**EXTRACTED TEXT:**
● ● ●

This work by Manav G Krishna is licensed under CC BY-NC 4.0 
Machine IP: 10.10.189.115
Nmap Scan:
nmap -p- -A -v --min-rate 100 -oN reset_thm -Pn 10.10.189.115
Nmap scan report for 10.10.189.115
Host is up (0.15s latency).
Not shown: 65516 filtered tcp ports (no-response)
PORT STATE SERVICE VERSION
53/tcp open domain Simple DNS Plus
88/tcp open kerberos-sec Microsoft Windows Kerberos (server time: 2024-01-27 05:30:17Z)
135/tcp open msrpc Microsoft Windows RPC
139/tcp open netbios-ssn Microsoft Windows netbios-ssn
389/tcp open ldap Microsoft Windows Active Directory LDAP (Domain: thm.corp0., Site: Default-First-Site-Name)
445/tcp open microsoft-ds?
464/tcp open kpasswd5?
593/tcp open ncacn_http Microsoft Windows RPC over HTTP 1.0
636/tcp open tcpwrapped
3268/tcp open ldap Microsoft Windows Active Directory LDAP (Domain: thm.corp0., Site: Default-First-Site-Name)
3269/tcp open tcpwrapped
3389/tcp open ms-wbt-server Microsoft Terminal Services
|_ssl-date: 2024-01-27T05:31:58+00:00; +1s from scanner time.
| ssl-cert: Subject: commonName=HayStack.thm.corp
| Issuer: commonName=HayStack.thm.corp
| Public Key type: rsa
| Public Key bits: 2048
| Signature Algorithm: sha256WithRSAEncryption
| Not valid before: 2024-01-25T21:01:31
| Not valid after: 2024-07-26T21:01:31
| MD5: 1593:b46f:8770:a73a:9649:f3ec:e9ad:c968
|_SHA-1: 9d45:4568:8ee5:2758:e3cc:26ff:e0ca:23db:5ae6:017e
| rdp-ntlm-info:
| Target_Name: THM
| NetBIOS_Domain_Name: THM
| NetBIOS_Computer_Name: HAYSTACK
| DNS_Domain_Name: thm.corp
| DNS_Computer_Name: HayStack.thm.corp
| DNS_Tree_Name: thm.corp
| Product_Version: 10.0.17763
|_ System_Time: 2024-01-27T05:31:18+00:00
5985/tcp open http Microsoft HTTPAPI httpd 2.0 (SSDP/UPnP)

● ● ●

**SHORT TASK 1:** List every field name that appears under "rdp-ntlm-info" in the Nmap scan output.
**SHORT TASK 2:** According to the Nmap scan output, how many filtered TCP ports are not shown?
**SHORT TASK 3:** Extract the Nmap scan output from "This work by" to "time: 2024-01-27 05:30:17Z)".

Pointing and labeling entries:
● ● ●

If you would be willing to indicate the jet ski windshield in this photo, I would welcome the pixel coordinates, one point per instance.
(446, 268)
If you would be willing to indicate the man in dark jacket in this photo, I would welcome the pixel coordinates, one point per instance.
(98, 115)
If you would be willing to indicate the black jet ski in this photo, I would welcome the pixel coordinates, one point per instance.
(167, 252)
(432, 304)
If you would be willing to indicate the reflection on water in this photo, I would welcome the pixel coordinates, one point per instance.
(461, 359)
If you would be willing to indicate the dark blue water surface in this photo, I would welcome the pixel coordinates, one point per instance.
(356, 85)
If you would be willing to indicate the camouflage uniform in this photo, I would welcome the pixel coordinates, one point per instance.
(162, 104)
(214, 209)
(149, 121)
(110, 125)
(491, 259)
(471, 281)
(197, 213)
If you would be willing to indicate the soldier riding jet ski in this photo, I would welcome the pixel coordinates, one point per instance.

● ● ●

**EXERCISE SOLUTION 1:** Target_Name, NetBIOS_Domain_Name, NetBIOS_Computer_Name, DNS_Domain_Name, DNS_Computer_Name, DNS_Tree_Name, Product_Version, System_Time

**EXERCISE SOLUTION 2:** 65516

**EXERCISE SOLUTION 3:**
This work by Manav G Krishna is licensed under CC BY-NC 4.0 
Machine IP: 10.10.189.115
Nmap Scan:
nmap -p- -A -v --min-rate 100 -oN reset_thm -Pn 10.10.189.115
Nmap scan report for 10.10.189.115
Host is up (0.15s latency).
Not shown: 65516 filtered tcp ports (no-response)
PORT STATE SERVICE VERSION
53/tcp open domain Simple DNS Plus
88/tcp open kerberos-sec Microsoft Windows Kerberos (server time: 2024-01-27 05:30:17Z)